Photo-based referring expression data
+++

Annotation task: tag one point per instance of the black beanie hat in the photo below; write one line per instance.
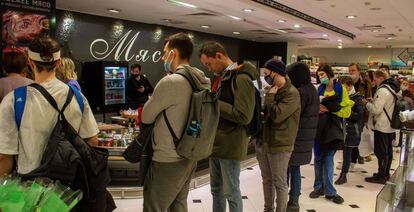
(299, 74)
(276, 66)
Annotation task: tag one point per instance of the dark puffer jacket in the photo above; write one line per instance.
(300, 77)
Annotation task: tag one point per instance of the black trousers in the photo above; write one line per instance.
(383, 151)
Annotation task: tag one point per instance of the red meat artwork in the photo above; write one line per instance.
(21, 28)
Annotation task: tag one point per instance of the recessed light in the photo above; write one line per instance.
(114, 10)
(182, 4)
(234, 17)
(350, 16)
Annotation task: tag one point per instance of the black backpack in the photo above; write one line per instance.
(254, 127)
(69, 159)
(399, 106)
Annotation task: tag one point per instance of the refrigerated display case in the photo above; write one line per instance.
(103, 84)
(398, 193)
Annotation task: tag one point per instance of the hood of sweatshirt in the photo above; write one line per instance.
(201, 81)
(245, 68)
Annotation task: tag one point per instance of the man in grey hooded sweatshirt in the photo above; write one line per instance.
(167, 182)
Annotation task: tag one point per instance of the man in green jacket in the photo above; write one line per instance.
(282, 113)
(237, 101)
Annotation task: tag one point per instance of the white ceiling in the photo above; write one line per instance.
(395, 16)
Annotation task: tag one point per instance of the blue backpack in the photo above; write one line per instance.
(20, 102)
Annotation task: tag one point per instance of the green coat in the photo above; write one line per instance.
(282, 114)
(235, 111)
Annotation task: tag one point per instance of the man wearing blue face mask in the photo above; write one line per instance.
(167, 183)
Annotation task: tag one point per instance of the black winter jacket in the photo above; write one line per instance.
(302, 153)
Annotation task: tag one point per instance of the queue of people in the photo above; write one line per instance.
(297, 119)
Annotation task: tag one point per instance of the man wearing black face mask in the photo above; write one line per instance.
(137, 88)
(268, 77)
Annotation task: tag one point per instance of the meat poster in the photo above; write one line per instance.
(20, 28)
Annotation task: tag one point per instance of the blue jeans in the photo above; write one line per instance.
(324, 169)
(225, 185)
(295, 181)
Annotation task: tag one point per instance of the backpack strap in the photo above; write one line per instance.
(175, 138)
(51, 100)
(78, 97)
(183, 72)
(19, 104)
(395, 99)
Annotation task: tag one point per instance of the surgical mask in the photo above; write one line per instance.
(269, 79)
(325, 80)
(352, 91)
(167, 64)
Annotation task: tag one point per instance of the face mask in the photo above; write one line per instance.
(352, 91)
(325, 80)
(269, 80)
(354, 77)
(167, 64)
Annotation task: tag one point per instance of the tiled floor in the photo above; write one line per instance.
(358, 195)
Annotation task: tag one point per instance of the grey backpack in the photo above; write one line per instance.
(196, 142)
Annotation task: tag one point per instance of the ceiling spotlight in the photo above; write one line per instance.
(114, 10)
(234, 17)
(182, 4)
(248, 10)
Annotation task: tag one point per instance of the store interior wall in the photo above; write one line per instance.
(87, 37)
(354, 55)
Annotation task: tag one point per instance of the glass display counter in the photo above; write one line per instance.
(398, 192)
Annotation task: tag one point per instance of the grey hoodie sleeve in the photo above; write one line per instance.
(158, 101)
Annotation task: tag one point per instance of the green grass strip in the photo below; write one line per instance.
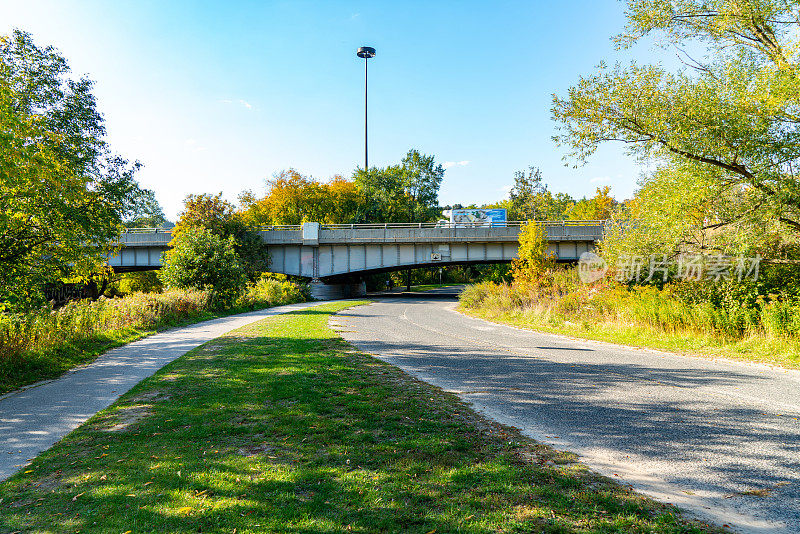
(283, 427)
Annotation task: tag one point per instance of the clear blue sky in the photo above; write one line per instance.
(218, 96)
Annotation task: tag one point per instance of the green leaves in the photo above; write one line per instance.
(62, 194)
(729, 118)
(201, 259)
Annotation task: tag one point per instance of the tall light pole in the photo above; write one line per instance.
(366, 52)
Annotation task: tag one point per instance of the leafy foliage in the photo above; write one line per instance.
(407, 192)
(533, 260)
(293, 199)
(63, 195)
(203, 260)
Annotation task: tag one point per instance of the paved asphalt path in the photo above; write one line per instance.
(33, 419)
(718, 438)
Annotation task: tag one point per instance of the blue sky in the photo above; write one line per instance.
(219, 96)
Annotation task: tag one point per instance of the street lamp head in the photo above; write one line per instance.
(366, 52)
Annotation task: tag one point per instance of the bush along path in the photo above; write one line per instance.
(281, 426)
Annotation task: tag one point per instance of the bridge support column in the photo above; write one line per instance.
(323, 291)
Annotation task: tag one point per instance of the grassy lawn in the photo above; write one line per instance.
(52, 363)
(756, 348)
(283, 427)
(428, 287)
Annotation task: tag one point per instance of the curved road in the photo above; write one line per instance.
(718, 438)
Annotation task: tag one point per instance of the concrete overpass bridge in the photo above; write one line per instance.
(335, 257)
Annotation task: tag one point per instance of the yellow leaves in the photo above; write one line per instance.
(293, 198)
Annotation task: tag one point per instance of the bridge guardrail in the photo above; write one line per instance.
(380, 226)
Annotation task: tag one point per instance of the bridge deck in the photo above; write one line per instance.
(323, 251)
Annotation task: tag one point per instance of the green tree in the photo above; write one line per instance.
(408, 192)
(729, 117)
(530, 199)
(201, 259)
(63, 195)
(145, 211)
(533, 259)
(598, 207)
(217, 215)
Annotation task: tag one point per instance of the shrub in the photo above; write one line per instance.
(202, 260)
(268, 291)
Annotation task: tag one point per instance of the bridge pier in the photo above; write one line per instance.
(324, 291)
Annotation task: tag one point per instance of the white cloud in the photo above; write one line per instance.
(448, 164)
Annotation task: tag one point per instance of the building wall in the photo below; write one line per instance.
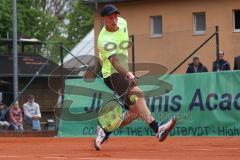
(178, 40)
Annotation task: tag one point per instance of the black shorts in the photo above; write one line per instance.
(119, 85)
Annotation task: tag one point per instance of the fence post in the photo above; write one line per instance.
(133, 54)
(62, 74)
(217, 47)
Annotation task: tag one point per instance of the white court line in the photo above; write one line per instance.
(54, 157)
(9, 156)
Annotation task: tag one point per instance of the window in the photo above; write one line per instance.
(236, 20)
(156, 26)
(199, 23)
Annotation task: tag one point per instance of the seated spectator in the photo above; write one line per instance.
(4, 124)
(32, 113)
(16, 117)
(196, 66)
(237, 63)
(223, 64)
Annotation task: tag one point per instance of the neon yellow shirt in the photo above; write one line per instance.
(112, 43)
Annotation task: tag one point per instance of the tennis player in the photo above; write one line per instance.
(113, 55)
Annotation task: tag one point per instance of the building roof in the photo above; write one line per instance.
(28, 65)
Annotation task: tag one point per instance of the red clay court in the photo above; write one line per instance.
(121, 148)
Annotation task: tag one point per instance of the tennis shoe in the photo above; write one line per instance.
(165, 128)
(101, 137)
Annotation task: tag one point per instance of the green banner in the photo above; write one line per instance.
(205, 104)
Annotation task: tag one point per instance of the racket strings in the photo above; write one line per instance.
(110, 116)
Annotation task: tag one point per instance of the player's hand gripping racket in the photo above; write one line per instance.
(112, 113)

+++

Problem to solve – You are asked to output the records precisely as they appear, minus any pictures.

Result of this exercise –
Annotation task: tag one point per instance of the black beanie hat in the photo below; write one line per instance.
(299, 74)
(276, 66)
Annotation task: tag one point per instance of the dark puffer jacket in the photo above; write one line per instance.
(300, 77)
Annotation task: tag one point per instance of the black trousers in the photo above; write one line per instance.
(383, 151)
Annotation task: tag one point per instance of the red meat artwork in the photo above; write one line per instance.
(21, 28)
Annotation task: tag one point per instance of the recessed light in the photo above; write one line per instance.
(114, 10)
(182, 4)
(234, 17)
(350, 16)
Annotation task: tag one point per instance of the black backpack in the photo above; write one line per instance.
(254, 127)
(69, 159)
(399, 106)
Annotation task: tag one point per instance of the refrigerated display case in the photo above; write one line per instance.
(103, 84)
(398, 193)
Annotation task: tag one point per instance of the hood of sweatshirt in the photo above; write one line per instance.
(201, 81)
(245, 68)
Annotation task: tag one point per instance of the man in grey hooded sweatshirt in the photo above; write one line per instance.
(167, 182)
Annotation task: tag one point per instance of the man in green jacket in the photo above; write one line per instance.
(282, 113)
(237, 101)
Annotation task: tag one point per instance of the white ceiling in the photo above; write one line per instance.
(395, 16)
Annotation task: tag one point per instance of the blue backpack in the photo above; write one line per instance.
(20, 102)
Annotation task: tag one point per instance of the green coat in the photo above; write one line per instance.
(282, 114)
(235, 111)
Annotation task: tag one point per instance of the man wearing blue face mask in the photo above; write one line per instance.
(167, 183)
Annotation task: tag one point per instance of the black winter jacket in the photo above; write one line per instance.
(302, 153)
Annotation task: tag one point per instance of the queue of people in the photo above; write one line per instance.
(297, 119)
Annotation task: tag one point per instance of the man wearing black face mask in the photo above; write one line per instance.
(137, 88)
(268, 77)
Annotation task: tag one point per instance of the meat poster in the photo above; write one line per instance.
(20, 28)
Annotation task: tag one point per instance of the blue jeans in the photo above; write one line per instance.
(324, 169)
(225, 185)
(295, 181)
Annotation task: tag one point per instance of the backpack strap in the photo above; write one line per instance.
(175, 138)
(51, 100)
(78, 97)
(183, 72)
(19, 104)
(395, 99)
Annotation task: tag one point per instance of the surgical mask in the photo above; write one line per instance.
(269, 79)
(325, 80)
(352, 91)
(167, 64)
Annotation task: tag one point per instance of the face mask in the photo above; write one line per instance.
(352, 91)
(325, 80)
(269, 80)
(354, 77)
(167, 64)
Annotation task: tag one point per instance of the tiled floor in the photo above; write one line per instance.
(358, 195)
Annotation task: tag one point per instance of the grey backpack in the photo above; write one line per instance.
(196, 142)
Annotation task: tag one point per instance of the ceiling spotlight in the photo above; write one line per instance.
(114, 10)
(234, 17)
(182, 4)
(248, 10)
Annotation task: tag one point per instance of the store interior wall in the photo above; write one line per instance.
(87, 37)
(354, 55)
Annotation task: tag one point per instance of the glass display counter in the photo above; write one line per instance.
(398, 192)
Annotation task: tag one point per instance of the grey hoodie sleeve in the photo above; write one line per instance.
(158, 101)
Annotation task: tag one point per instance of the green grass strip in the photo below; write one line per instance.
(283, 427)
Annotation task: tag one point per instance of the clear blue sky in the photo above; write one line per instance.
(218, 96)
Annotation task: tag one point per instance of the green leaves in the photo above; write one line per instance.
(62, 194)
(729, 118)
(201, 259)
Annotation task: tag one point per instance of the tall light pole in the photo above; write one line per instance.
(366, 52)
Annotation task: tag one point per instance of the leafy foliage in the photo above; write one line per instance.
(407, 192)
(533, 260)
(293, 199)
(63, 195)
(203, 260)
Annotation task: tag one point per instance of the paved asphalt path in the photo above; write one line per instance.
(33, 419)
(718, 438)
Annotation task: tag one point per instance of the blue sky in the photo above; write one line per instance.
(219, 96)
Annotation task: tag one point per instance of the street lamp head in the photo above; write one line per instance.
(366, 52)
Annotation task: tag one point per instance of the bush along path in the photo above; write one line per instance.
(281, 426)
Annotation task: tag one point per instance of the bridge support column in the photo above; write one line per instance.
(323, 291)
Annotation task: tag one point per instance of the grassy lawn in the photo above; write one line per instance.
(52, 363)
(756, 348)
(283, 427)
(428, 287)
Annotation task: tag one point per instance of the curved road in the photo above; write one line per instance.
(718, 438)
Annotation task: tag one point per instance of the concrete overpass bridge in the photo above; write one line per instance.
(335, 257)
Annotation task: tag one point per instance of the yellow leaves in the photo above; write one line per instance.
(293, 198)
Annotation task: tag one point per instance of the bridge guardrail in the photo above; write one line per instance.
(380, 226)
Annotation task: tag one point per instance of the bridge deck in the photo above; write one line per instance.
(323, 251)
Annotation task: tag one point per instance of the green tree in the photo above; write one line per instance.
(408, 192)
(729, 117)
(530, 199)
(201, 259)
(63, 195)
(145, 211)
(533, 259)
(598, 207)
(217, 215)
Annotation task: tag one point per instance of the shrub in the photo above; write one line per instance.
(202, 260)
(268, 291)
Annotation task: tag one point per instance of the bridge pier in the photo above; write one line per instance.
(324, 291)
Annotation task: tag one point per instance of the white cloud in the photo above; write one line per instance.
(448, 164)
Annotation task: tag one point per instance of the building wall in the photo below; write one line per instance.
(178, 40)
Annotation task: tag one point per instance of the black shorts in the photo above; write one line per instance.
(119, 85)
Annotation task: tag one point per instance of the fence post in the photo above; write one line per instance.
(133, 54)
(62, 74)
(217, 47)
Annotation task: tag one point per instance of the white court line in the photo above; write one line per instance.
(54, 157)
(9, 156)
Annotation task: tag one point per instance of the window in the photo above; write one line per instance.
(236, 20)
(156, 26)
(199, 23)
Annotation task: tag one point per instance of the seated spectator in the photo above; write one line per instance.
(4, 124)
(32, 113)
(16, 117)
(196, 66)
(237, 63)
(223, 64)
Annotation task: tag one point per instance of the neon yellow shirt in the photo above; write one line per instance.
(112, 43)
Annotation task: tag one point per instance of the tennis player in the photo above; write one line per instance.
(113, 55)
Annotation task: tag one point per instance of the building roof in the photo above; write one line per instance.
(28, 65)
Annotation task: tag one point per instance of the red clay court in the photo above; write one line per instance.
(121, 148)
Annotation task: tag one point per instance of the tennis shoe in the photo above; write one line per instance.
(165, 128)
(101, 137)
Annotation task: tag one point per instance of the green banner in the photo above; write one line per instance.
(205, 104)
Annotation task: tag one point per instance of the racket strings in the photo above; write one line per instance.
(110, 116)
Annotation task: tag one point per instance of the player's hand gripping racket in the photo above; write one line per instance.
(112, 113)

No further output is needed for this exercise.